TEXT PROVIDED =>

────────────────

After Singapore’s independence in 1965, the government recognised that science and technology capabilities would be invaluable in overcoming the country’s limited size and lack of natural resources. The late founding Prime Minister Lee Kuan Yew reiterated this belief in 1966, saying: “It is of the utmost importance that, in the field of science and technology, we should lead the field in this part of the world.”

Since then, the government has steadily ramped up investment in R&D, starting with the first five-year National Technology Plan in 1991 that saw S$2 billion being pumped into the public R&D budget. The sixth and most recent five-year plan – the Research, Innovation and Enterprise 2020 Plan (RIE2020) – boasts a budget of S$19 billion; nearly a 10-fold increase. With the recent slowing of Singapore’s economic growth, the government has increased investment in R&D and introduced new economic measures, including partnerships with industry players on sectoral transformation.

Benchmarking the Red Dot: Global Ranking for Innovation
Why the need for so much investment?

Simply put, R&D innovation helps Singapore to remain competitive in a world buffeted by economic and political uncertainties, and shaped by urbanisation, ageing, and climate change. For Singapore to maintain its growth and prosperity, it must create innovative and differentiated products and services – and these require an equally innovative workforce. The country therefore focuses on attracting first-rate talent, to assist existing enterprises to diversify into new growth sectors, and anchor top international enterprises in these sectors. This approach has given Singapore a sterling reputation in innovation – in fact, the Global Innovation Index ranks the nation as the most innovative country in Asia and sixth in the world.

From Third to First World: Steered by Innovation

One of the earliest innovations arose in the water industry, out of a pressing national need for a robust, diversified and sustainable water supply. 50 years ago, the nation’s rivers were heavily polluted, and citizens often had to ration water. Today, Singapore collects rainwater on two-thirds of its land, recycles used water, and is developing less energy-intensive desalination technology based on the mechanism of human kidneys. This ongoing success was made possible by breakthroughs in water purification during the late 1990s, namely membrane technology and reverse osmosis. In fact, reverse osmosis was such a radical advancement at the time that it disrupted the water industry, long before “disruptive technology” became a buzzword! A key driver behind these achievements – Mr Tan Gee Paw, Chairman of PUB, the national water agency – was awarded the President’s Science and Technology Medal (PSTM) in 2015 for his contributions to Singapore’s water and environmental R&D ecosystem, and most importantly, for his leadership and stewardship in developing Singapore’s sustainable water supply.

Singapore has since moved beyond R&D innovation for survival, and now leverages it to bring the nation up the value chain.

One area where this is taking place is Financial Technology (FinTech). Traditionally, the economic system has revolved around banks, brokerages, and trading houses, but disruptive technology has begun to change that – as evidenced by companies such as PayPal and Kickstarter. Their systems have redefined the flow of money, allowing individuals to bypass the banking system in favour of direct person-to-person transfers. This is particularly beneficial for entrepreneurs and small enterprises as it allows them to compete with larger corporations.

────────────────

DATASET CONTENT =>

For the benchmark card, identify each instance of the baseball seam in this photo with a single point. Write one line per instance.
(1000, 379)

────────────────

EXERCISE REQUIREMENTS =>
From the passage above on Singapore's investment in innovation, copy the span from "Since then, the" to "on sectoral transformation." word for word.

SOLUTION =>
Since then, the government has steadily ramped up investment in R&D, starting with the first five-year National Technology Plan in 1991 that saw S$2 billion being pumped into the public R&D budget. The sixth and most recent five-year plan – the Research, Innovation and Enterprise 2020 Plan (RIE2020) – boasts a budget of S$19 billion; nearly a 10-fold increase. With the recent slowing of Singapore’s economic growth, the government has increased investment in R&D and introduced new economic measures, including partnerships with industry players on sectoral transformation.